# [EXERCISE INSTRUCTIONS]
#1 Transcribe part of the mailing-list reply on retry fault handling. Begin at the words "Not exactly." and stop after "resolve the fault.".
#2 Summarize the mailing-list reply on retry fault handling in two sentences.
#3 Write the next part of the mailing-list reply on retry fault handling, picking up right after its final sentence.

# [EXCERPT]
*** Begin section ***

Re: [PATCH 0/6] drm/amdgpu: Improve retry fault handling

AMD-GFX Archive on lore.kernel.org
 help / color / mirror / Atom feed

From: "Timur Kristóf" <timur.kristof@gmail.com>
To: Alex Deucher <alexdeucher@gmail.com>,
	"Shetaia, Amir" <Amir.Shetaia@amd.com>
Cc: "amd-gfx@lists.freedesktop.org" <amd-gfx@lists.freedesktop.org>,
	"Deucher, Alexander" <Alexander.Deucher@amd.com>,
	"Koenig, Christian" <Christian.Koenig@amd.com>,
	"Marek Olšák" <maraeo@gmail.com>,
	"Natalie Vock" <natalie.vock@gmx.de>,
	"Melissa Wen" <mwen@igalia.com>
Subject: Re: [PATCH 0/6] drm/amdgpu: Improve retry fault handling
Date: Wed, 13 May 2026 19:51:49 +0200	[thread overview]
Message-ID: <10056920.eNJFYEL58v@timur-hyperion> (raw)
In-Reply-To: <PH8PR12MB688984F5D361A30D77FB046E87062@PH8PR12MB6889.namprd12.prod.outlook.com>

Hi Amir,

Thanks for the quick response!
See my replies below.

On Wednesday, May 13, 2026 7:28:41 PM Central European Summer Time Shetaia, 
> 
> Thanks for looping me in. Yes, we've been deep in NV4 (gfx1201) XNACK for
> the past few weeks and what you're describing on NV48 lines up closely with
> what we've seen

> Quick highlights from my work:
> 
> 1. IH retry CAM ACK doesn't actually free the slot when written via
> WDOORBELL on NV4 .. we have to use MMIO
> (WREG32_SOC15(OSSSYS, 0,
> regIH_RETRY_CAM_ACK, cam_index & 0x3ff)).

I agree. That's my conclusion as well and that's exactly what I'm doing in my 
series for Navi 31, see the following patch:
"drm/amdgpu: Enable retry CAM on Navi 3 dGPUs"

> "fault never resolves" is exactly the symptom you'd see if the
> CAM never gets cleared. 

Not exactly.

When the CAM never gets cleared, the first page fault is still resolved, but 
subsequent page faults (that belong to the same CAM entry) will cause a hang 
because the IRQ handler is not called (because the IRQ is filtered out).

That's not what I see on Navi 48. Instead what I see is that the IRQ is fired 
repeatedly and amdgpu_vm_handle_fault() is called repeatedly, but just doesn't 
resolve the fault.

> 2. gfx12 needs its own retry-fault detection path ..
> amdgpu_gmc_handle_retry_fault on gfx9-era constants
> (AMDGPU_GMC9_FAULT_SOURCE_DATA_RETRY on src_data[1]) never matches on
> gfx12. We added a gfx12-native handler that reads from src_data[2] for NV4.

Interesting. Could you share what bits you checked on src_data[2]?

*** End section ***

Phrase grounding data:
*** Begin section ***

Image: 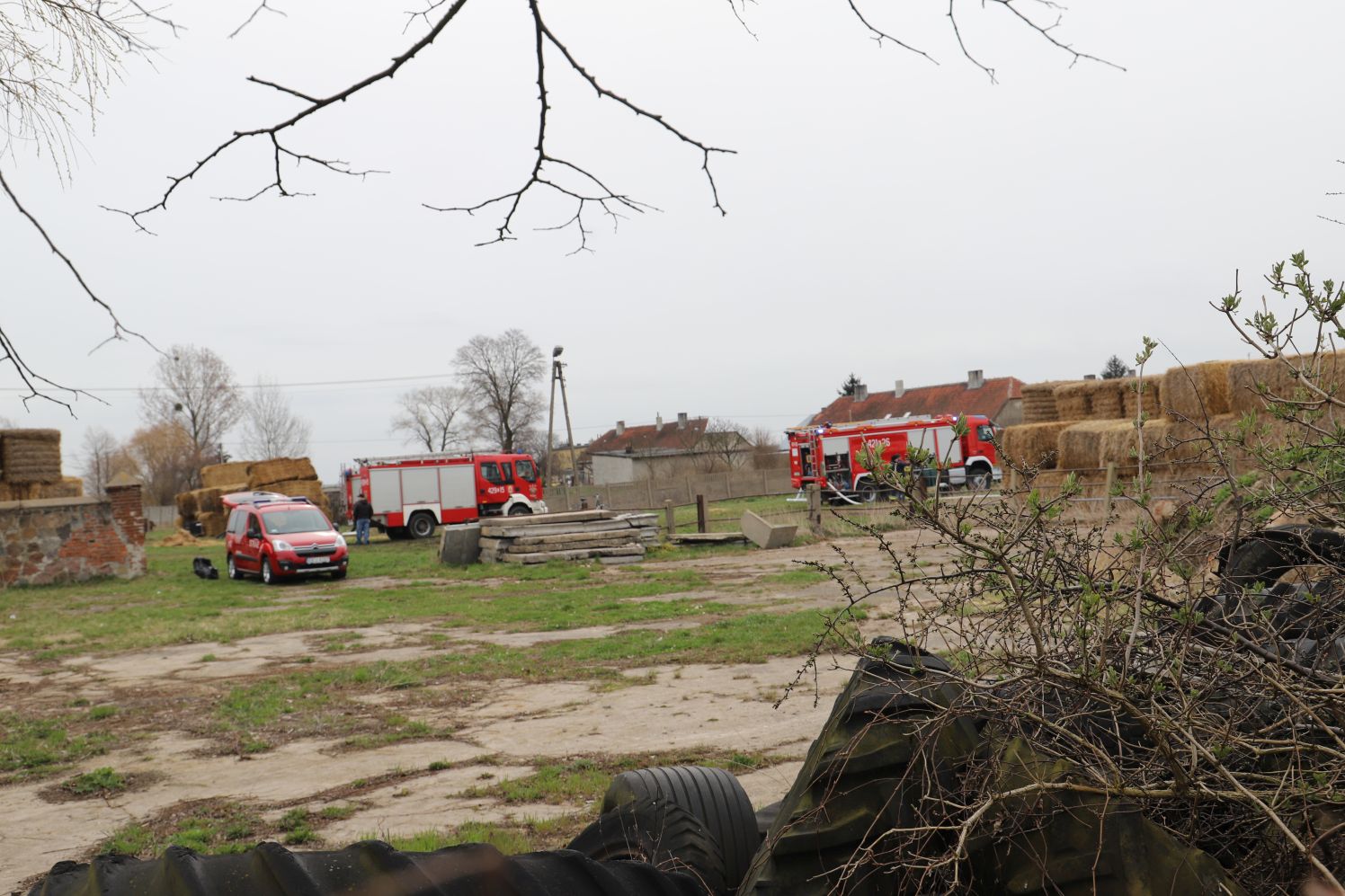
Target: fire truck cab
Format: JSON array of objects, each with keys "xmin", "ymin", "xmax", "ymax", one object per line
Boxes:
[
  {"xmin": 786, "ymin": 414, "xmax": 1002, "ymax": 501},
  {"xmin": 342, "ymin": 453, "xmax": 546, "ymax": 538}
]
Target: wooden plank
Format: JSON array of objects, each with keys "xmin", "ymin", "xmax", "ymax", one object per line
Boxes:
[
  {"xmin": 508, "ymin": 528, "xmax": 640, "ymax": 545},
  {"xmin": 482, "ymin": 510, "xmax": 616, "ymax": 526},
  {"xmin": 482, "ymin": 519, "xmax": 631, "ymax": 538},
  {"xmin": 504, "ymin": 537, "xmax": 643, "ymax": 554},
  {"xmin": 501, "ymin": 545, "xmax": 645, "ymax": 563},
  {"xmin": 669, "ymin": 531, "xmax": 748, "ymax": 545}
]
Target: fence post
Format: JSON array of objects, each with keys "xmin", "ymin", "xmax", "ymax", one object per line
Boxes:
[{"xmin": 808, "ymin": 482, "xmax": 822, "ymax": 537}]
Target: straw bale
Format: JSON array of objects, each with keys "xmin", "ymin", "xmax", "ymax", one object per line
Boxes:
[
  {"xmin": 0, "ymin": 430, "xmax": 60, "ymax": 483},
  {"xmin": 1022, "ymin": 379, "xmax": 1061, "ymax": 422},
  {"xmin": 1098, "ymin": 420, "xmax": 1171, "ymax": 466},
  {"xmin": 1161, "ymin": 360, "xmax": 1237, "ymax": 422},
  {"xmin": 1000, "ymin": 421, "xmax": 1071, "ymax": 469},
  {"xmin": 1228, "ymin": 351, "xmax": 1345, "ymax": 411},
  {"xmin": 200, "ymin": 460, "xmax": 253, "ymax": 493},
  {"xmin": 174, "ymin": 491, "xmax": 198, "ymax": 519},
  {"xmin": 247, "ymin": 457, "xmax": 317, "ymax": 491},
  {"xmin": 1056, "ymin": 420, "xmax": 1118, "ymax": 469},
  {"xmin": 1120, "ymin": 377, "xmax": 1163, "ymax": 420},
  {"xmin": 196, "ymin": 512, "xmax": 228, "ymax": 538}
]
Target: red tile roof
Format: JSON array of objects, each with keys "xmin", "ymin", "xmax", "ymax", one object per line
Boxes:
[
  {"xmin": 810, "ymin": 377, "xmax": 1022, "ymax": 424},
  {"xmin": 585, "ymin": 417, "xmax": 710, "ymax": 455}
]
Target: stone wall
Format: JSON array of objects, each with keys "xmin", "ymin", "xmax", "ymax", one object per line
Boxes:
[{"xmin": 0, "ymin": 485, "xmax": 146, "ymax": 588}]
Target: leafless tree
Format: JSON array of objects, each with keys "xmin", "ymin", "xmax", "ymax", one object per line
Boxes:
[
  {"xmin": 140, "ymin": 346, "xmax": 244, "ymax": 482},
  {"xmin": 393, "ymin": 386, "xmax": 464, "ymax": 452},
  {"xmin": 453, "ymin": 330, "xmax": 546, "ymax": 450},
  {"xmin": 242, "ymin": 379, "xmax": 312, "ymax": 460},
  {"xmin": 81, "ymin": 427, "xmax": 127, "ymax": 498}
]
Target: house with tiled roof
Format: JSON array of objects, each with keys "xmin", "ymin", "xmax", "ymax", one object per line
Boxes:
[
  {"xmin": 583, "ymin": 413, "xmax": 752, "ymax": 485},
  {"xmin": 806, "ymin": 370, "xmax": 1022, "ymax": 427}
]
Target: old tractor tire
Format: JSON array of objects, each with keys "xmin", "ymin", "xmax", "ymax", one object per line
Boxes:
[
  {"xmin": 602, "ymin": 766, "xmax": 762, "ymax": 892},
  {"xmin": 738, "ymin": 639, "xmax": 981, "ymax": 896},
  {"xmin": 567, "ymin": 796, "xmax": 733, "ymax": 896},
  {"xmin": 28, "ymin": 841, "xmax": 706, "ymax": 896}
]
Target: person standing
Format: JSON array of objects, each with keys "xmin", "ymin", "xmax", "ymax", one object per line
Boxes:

*** End section ***

# [ANSWERS PROVIDED]
#1
Not exactly.

When the CAM never gets cleared, the first page fault is still resolved, but 
subsequent page faults (that belong to the same CAM entry) will cause a hang 
because the IRQ handler is not called (because the IRQ is filtered out).

That's not what I see on Navi 48. Instead what I see is that the IRQ is fired 
repeatedly and amdgpu_vm_handle_fault() is called repeatedly, but just doesn't 
resolve the fault.

#2 Replying to Amir Shetaia, Timur Kristóf agrees that the IH retry CAM ACK must be written via MMIO rather than WDOORBELL, as in the patch "drm/amdgpu: Enable retry CAM on Navi 3 dGPUs," and asks which src_data[2] bits the gfx12 handler checks. Kristóf disputes that an uncleared CAM explains the Navi 48 symptom: with an uncleared CAM the first fault is resolved but later ones hang, whereas on Navi 48 the IRQ fires repeatedly and amdgpu_vm_handle_fault() is called repeatedly without resolving the fault.

#3
The gfx9-era constants worked for me on both Navi 31 and 48 for detecting 
retry faults; however I needed to program some extra register fields in the 
gfxhub code to actually enable retry fault interrupts.

> 
> 3. TLB flush making it worse is a known trap .. on NV4 we see the same. The
> flush adds more pressure on the same UTC L2
> already saturated by the retry
> storm; the GCR can't drain. We have UMR captures showing GCVM_L2 stuck busy
> on the user VMID with SDMA parked on a GCR ack.

I am pretty sure this is what I saw.
Do you have any clue about what can be done about this?

> 4. Up to ~512 MiB our patches resolve faults cleanly;

That's pretty impressive! Nice work!

> at 1 GiB we see random
> hangs that we've isolated to an SDMA ->
> GCR -> GC-cache deadlock when the
> BO-clear runs in ih_soft_work context. 

Actually something I forgot to ask: on Navi 4x is it possible to use the IH1 
ring? On my machine it seemed that the retry fault interrupts always come in 
on the IH0 ring even though the IH1 is enabled and configured upstream already.

> Could you reply with your series? I tried searching the inbox but couldn't
> find it. Once I have it, I can diff against ours to see what overlaps and
> what's net-new on each side.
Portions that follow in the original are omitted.